▶ **TEXT PASSAGE**
--- BEGIN ---

Viewpoints on storport miniports doing significant work in the ISR

I’ve recently looked at a couple of storage miniports (like the Microsoft AHCI driver in the WDK samples), and was surprised at the amount of work they were doing in the ISR. For example, they called the storport srb completion function, from the ISR, which seems especially odd, as you can’t complete the original IRP from DIRQL, so storport has to take the request off the pending queue and put it on a to be completed queue, and then queue a DPC, when the DPC runs it has to take the request off the to be completed queue and does the actual completion.

Except for a few very special cases, that had excellent reasons, about every hardware driver I’ve written (in 20+ years) pretty much only queued a DPC in the ISR, and then did any real work in the DPC. Good drivers would even dynamically shift between polling in a thread and ISR/DPCs, as you need to be careful at high data rates not to totally consume a core at DPC level, to avoid DPC watchdog timeouts, and ugly thread starvations behaviors. Once a thread is scheduled to a core, if that core goes off to DPC/ISR level for a while, that thread will not get moved to a different core.

--- END ---

Part of a data file:
--- BEGIN ---

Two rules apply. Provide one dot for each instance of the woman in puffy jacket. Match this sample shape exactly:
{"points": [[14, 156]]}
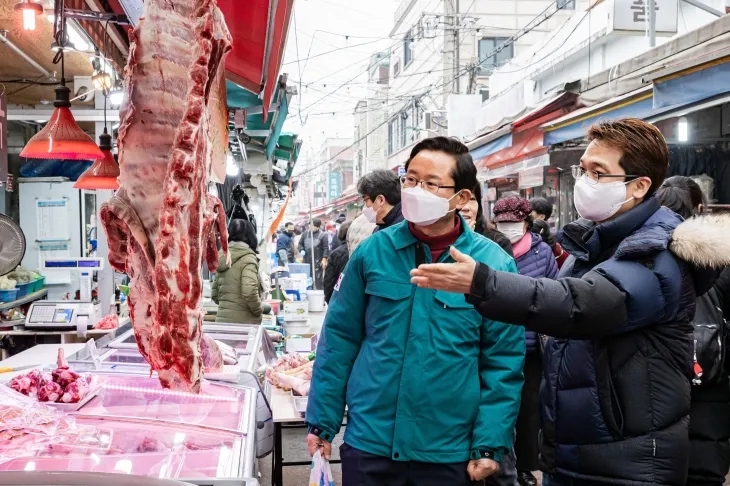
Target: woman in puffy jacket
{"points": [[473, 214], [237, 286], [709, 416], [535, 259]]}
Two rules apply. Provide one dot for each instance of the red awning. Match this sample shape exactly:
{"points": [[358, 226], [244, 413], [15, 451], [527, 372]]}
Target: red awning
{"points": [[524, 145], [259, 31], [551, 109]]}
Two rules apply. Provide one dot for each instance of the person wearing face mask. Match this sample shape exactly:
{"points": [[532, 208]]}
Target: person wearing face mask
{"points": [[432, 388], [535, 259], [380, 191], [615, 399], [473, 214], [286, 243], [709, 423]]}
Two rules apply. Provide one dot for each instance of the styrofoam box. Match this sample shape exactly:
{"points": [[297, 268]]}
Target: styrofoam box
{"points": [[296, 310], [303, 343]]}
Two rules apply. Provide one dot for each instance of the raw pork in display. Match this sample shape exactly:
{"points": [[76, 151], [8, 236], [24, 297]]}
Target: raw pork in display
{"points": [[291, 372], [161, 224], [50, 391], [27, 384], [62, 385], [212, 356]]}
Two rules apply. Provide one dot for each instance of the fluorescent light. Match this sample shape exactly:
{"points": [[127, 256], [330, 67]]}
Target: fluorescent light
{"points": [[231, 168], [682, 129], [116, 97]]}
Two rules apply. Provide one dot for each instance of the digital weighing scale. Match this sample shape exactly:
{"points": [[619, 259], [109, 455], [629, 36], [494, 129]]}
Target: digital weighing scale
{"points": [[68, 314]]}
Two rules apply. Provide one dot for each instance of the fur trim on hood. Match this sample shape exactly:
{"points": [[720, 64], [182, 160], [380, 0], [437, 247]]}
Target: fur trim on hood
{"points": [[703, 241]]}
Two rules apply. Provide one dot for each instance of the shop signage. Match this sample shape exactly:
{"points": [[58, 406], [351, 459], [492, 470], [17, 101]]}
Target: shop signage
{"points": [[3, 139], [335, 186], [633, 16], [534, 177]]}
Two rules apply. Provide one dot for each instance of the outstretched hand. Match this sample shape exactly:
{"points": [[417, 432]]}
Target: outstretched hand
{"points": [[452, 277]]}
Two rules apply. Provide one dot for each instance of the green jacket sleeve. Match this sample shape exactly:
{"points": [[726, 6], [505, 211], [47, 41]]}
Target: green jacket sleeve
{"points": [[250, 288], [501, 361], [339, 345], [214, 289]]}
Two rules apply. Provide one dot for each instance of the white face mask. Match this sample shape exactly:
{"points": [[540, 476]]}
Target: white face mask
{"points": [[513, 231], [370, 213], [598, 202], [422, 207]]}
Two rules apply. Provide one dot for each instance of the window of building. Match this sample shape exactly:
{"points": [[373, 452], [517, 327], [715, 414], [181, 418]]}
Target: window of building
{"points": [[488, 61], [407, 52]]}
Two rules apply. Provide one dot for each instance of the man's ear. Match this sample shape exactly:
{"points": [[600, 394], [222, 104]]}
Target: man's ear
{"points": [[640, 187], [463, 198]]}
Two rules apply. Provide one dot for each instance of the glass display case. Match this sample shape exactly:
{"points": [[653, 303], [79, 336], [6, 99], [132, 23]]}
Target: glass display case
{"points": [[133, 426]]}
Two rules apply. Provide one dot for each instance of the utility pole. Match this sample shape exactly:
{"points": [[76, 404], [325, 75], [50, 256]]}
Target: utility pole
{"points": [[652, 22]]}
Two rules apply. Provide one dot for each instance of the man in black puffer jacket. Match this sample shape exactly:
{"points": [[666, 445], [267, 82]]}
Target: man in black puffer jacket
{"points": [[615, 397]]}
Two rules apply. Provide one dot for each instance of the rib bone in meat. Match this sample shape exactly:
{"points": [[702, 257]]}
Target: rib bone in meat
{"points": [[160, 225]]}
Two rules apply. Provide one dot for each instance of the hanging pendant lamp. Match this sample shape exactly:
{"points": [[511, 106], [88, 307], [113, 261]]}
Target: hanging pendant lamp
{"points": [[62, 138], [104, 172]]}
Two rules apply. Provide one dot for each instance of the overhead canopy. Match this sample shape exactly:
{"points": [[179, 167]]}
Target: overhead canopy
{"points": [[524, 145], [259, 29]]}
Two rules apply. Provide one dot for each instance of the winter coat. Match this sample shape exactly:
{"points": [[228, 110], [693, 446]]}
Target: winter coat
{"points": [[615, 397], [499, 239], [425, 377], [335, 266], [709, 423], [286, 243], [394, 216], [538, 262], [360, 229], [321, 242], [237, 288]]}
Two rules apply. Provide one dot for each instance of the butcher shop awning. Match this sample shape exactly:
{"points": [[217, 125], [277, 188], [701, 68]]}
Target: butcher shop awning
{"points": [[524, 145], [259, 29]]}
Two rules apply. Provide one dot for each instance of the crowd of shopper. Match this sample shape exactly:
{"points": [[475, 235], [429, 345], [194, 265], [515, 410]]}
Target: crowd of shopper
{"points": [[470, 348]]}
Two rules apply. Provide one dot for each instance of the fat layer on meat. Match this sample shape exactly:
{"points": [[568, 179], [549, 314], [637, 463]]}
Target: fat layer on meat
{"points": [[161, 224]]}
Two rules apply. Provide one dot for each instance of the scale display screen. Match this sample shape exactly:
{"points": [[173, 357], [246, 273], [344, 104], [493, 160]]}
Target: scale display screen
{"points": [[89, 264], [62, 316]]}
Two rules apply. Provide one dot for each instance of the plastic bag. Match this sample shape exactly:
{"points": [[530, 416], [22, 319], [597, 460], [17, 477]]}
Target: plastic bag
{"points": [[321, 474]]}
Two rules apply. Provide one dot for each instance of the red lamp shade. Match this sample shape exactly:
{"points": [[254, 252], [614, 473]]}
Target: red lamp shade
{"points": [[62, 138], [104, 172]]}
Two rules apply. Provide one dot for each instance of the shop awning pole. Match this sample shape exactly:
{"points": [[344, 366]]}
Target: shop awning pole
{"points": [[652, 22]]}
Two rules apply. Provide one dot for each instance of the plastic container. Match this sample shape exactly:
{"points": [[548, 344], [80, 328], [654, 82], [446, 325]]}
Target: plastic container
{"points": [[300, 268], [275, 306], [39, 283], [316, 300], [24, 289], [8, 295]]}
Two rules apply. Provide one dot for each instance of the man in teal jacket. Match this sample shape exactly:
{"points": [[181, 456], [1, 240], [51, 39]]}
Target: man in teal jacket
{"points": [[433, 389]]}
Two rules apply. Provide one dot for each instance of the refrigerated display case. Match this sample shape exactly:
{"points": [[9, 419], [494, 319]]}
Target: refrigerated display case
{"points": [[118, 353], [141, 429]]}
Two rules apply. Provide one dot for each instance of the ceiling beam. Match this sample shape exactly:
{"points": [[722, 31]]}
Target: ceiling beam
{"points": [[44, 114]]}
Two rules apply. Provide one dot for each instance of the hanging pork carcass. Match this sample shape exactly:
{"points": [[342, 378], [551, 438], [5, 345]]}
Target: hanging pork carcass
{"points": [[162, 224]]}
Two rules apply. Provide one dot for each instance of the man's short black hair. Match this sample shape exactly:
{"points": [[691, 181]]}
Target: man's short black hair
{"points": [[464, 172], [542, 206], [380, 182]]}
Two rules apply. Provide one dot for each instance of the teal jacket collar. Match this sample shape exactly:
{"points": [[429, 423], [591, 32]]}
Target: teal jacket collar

--- END ---

▶ **WRITTEN TASKS**
[1] In the forum post on storport miniports, what did nearly every hardware driver the writer built do in the ISR?
[2] Decide whether each statement agrees with the forum post on storport miniports. Answer yes or no, and quote the words from the post that decide it.
(a) The writer examined the Microsoft AHCI driver from the WDK samples.
(b) The original IRP can be completed from DIRQL.
(c) A thread scheduled to a core is moved to a different core when that core spends time at DPC/ISR level.
[3] Take the forum post on storport miniport ISRs further, starting after its last sentence.

▶ **ANSWERS FOR THE TASKS**
[1] It only queued a DPC and did any real work in the DPC.

[2]
(a) Yes: "like the Microsoft AHCI driver in the WDK samples"
(b) No: "you can’t complete the original IRP from DIRQL"
(c) No: "that thread will not get moved to a different core"

[3]
I’ve written multiple high performance NIC drivers that queued a DPC from the ISR, and they seemed to have just fine performance, so I’m skeptical doing lots of work in the ISR is a performance win. Doing significant work in the ISR vastly complicates locking too, as you can’t just take a normal spinlock, you must take an interrupt lock on the correct MSI-X interrupt, or else you just have to write your code such that your DPC level startio code can take interrupts, and you make sure the ISR doesn’t change anything your DPC level code was using. If there is no well-defined locking, it’s very fragile from a maintenance viewpoint.

It’s always been my understanding that taking any more than the minimal amount of time in an ISR was bad.

Can anybody clarify why storport miniports might have this architecture?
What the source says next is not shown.